> PROMPT
Rewrite the records below so that every "stork" becomes "heron" and everything else stays the same, and omit the pictures from your answer.

> DATASET EXCERPTS
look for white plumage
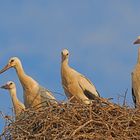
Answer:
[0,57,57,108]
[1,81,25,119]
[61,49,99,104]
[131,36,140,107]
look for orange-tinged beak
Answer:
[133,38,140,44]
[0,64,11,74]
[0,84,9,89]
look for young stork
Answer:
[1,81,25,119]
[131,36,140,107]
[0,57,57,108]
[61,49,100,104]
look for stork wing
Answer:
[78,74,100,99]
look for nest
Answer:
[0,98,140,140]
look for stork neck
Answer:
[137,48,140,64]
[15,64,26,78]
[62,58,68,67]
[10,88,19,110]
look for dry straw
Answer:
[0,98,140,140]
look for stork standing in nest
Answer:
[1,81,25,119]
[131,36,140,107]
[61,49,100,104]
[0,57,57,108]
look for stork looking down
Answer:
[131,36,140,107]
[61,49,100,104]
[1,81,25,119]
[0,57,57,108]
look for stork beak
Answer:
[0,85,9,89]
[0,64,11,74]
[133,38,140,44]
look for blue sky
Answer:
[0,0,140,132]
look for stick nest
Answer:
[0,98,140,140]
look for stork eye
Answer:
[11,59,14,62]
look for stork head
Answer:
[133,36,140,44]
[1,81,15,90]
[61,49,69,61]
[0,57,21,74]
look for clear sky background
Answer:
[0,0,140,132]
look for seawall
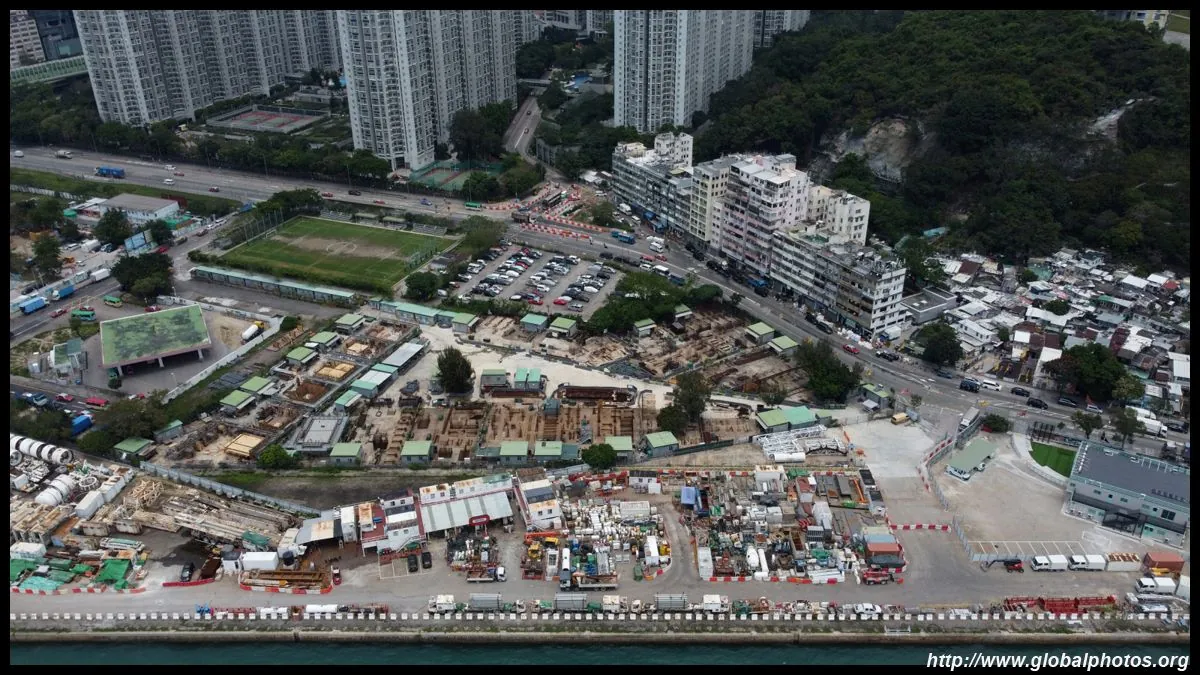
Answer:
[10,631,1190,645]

> THE RESULT
look for white plumage
Answer:
[0,57,57,108]
[1,81,25,119]
[61,49,99,104]
[131,36,140,107]
look for orange-tinged beak
Answer:
[133,38,140,44]
[0,64,11,74]
[0,84,9,89]
look for young heron
Answer:
[1,81,25,119]
[131,36,140,107]
[0,57,57,108]
[61,49,100,104]
look for heron wing
Answer:
[78,74,100,99]
look for nest
Answer:
[0,98,140,140]
look for heron neck
Answer:
[137,48,140,64]
[15,64,26,78]
[62,58,68,67]
[10,88,19,110]
look for dry straw
Answer:
[0,98,140,140]
look for heron standing in nest
Answer:
[1,81,25,119]
[131,36,140,107]
[61,49,100,104]
[0,57,57,108]
look for heron looking down
Answer:
[131,36,140,107]
[61,49,100,104]
[1,81,25,119]
[0,57,57,108]
look for heron beak
Answer:
[0,85,9,89]
[0,64,11,74]
[133,38,140,44]
look for blue sky
Answer:
[0,0,140,132]
look for stick nest
Answer:
[0,98,140,140]
look for heron eye
Answer:
[11,59,14,62]
look for heron head
Answer:
[133,36,140,44]
[1,81,15,90]
[61,49,69,61]
[0,57,21,74]
look for clear sky background
Answer:
[0,0,140,132]
look for seawall
Answer:
[10,631,1190,645]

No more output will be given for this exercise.